[Phrase grounding data]
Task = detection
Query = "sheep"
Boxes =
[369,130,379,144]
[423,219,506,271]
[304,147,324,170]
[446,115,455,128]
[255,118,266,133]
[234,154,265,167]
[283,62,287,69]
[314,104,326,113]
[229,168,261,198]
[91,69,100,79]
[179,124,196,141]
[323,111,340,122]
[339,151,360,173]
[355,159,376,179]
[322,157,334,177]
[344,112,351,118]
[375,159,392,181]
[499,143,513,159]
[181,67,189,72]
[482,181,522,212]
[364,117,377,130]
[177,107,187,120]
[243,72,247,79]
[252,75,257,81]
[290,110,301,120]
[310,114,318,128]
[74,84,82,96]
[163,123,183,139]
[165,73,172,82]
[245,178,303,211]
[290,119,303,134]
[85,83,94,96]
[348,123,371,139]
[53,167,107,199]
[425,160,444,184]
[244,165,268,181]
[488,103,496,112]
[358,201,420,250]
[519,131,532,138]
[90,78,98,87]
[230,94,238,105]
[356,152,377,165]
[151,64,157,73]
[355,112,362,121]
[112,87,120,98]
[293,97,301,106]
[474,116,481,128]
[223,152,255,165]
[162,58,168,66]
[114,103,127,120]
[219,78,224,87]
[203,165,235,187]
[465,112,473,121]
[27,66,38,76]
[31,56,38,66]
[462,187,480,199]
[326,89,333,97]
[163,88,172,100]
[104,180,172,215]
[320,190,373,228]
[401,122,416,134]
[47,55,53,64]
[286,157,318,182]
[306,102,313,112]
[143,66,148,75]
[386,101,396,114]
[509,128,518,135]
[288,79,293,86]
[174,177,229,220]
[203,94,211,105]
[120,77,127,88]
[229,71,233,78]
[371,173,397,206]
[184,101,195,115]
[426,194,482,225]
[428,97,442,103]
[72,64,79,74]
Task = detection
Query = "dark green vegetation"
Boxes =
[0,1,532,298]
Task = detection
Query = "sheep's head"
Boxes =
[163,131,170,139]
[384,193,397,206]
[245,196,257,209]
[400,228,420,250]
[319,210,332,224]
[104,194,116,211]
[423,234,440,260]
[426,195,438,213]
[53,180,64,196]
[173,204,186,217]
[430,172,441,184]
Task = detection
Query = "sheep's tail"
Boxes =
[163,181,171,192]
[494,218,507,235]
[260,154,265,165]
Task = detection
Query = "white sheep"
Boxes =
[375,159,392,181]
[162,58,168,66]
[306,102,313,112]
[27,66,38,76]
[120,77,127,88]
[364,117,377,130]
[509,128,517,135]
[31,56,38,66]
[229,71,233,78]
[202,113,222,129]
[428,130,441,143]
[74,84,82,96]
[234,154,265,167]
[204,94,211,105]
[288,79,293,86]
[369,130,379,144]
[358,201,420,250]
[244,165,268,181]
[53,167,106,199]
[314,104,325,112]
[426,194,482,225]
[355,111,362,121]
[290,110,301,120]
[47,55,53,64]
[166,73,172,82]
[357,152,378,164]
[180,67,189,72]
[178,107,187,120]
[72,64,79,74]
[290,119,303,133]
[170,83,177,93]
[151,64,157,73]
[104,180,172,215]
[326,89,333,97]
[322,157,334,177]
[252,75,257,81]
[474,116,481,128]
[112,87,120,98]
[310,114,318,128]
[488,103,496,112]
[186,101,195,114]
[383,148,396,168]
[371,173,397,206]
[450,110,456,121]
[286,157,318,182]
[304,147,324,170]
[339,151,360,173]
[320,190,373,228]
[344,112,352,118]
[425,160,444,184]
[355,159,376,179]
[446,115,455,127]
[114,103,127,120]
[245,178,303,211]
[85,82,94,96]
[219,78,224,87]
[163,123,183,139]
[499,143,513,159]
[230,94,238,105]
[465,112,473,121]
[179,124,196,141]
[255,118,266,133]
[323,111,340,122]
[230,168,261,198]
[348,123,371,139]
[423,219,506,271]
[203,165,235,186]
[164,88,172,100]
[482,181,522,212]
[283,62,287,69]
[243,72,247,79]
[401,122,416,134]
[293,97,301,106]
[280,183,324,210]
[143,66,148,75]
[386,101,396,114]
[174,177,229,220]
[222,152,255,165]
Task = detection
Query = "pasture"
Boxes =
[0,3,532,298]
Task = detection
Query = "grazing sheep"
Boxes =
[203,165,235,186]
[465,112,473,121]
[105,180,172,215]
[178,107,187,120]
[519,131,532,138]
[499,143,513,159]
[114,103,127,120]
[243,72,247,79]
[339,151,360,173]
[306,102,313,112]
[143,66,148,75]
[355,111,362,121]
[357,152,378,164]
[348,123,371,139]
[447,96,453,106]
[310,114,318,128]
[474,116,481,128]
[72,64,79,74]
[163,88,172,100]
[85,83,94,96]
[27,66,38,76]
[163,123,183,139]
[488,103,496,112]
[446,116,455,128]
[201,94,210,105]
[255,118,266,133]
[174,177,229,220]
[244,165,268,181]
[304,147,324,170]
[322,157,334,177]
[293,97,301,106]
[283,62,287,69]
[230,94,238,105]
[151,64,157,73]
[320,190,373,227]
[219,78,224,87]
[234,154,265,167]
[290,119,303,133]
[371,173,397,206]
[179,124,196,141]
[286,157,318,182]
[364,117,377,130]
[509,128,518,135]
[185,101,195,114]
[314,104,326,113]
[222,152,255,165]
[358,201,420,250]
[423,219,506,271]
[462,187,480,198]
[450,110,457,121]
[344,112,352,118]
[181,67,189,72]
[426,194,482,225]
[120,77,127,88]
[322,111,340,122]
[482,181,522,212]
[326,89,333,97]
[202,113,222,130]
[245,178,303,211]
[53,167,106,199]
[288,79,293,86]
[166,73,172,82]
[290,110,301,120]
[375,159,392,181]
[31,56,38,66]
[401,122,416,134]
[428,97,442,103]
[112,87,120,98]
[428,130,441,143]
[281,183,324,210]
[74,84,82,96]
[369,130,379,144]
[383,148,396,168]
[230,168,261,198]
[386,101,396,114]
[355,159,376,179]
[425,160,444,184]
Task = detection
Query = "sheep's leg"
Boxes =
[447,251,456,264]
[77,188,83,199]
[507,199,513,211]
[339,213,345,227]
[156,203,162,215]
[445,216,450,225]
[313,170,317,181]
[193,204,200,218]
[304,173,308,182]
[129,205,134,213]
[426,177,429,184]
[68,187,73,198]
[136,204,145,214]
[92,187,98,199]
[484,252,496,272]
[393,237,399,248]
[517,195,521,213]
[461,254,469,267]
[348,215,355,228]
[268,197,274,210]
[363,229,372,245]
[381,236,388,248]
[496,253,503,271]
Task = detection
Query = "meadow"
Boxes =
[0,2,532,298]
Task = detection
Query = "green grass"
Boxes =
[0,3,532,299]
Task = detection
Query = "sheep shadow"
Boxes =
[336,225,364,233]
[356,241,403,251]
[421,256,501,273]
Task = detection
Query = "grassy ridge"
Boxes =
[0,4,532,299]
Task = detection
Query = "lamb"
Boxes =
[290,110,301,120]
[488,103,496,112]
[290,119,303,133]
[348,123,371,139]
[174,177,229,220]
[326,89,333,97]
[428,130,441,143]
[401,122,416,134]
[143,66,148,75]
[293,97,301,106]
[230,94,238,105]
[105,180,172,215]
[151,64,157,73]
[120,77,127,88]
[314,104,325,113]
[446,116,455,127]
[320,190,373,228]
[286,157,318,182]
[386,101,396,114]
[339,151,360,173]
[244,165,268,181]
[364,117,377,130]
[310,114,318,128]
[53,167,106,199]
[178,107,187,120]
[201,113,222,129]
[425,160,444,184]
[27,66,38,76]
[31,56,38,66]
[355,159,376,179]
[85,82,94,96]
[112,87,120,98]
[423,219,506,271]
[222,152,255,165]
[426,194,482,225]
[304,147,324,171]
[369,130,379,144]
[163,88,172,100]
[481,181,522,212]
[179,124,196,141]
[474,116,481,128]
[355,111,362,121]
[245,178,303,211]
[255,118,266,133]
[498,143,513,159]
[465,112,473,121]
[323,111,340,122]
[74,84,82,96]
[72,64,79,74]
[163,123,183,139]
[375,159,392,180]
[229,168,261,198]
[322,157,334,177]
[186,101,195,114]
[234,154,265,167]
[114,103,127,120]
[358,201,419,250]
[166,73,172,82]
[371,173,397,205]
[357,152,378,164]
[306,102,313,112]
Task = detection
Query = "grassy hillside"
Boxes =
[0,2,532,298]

Problem requirements: Return the lines above that include the string "sheep".

Answer to this task:
Query = "sheep"
Query = "sheep's head"
Query = "sheep's tail"
Query = "white sheep"
Query = "grazing sheep"
Query = "sheep's leg"
Query = "sheep shadow"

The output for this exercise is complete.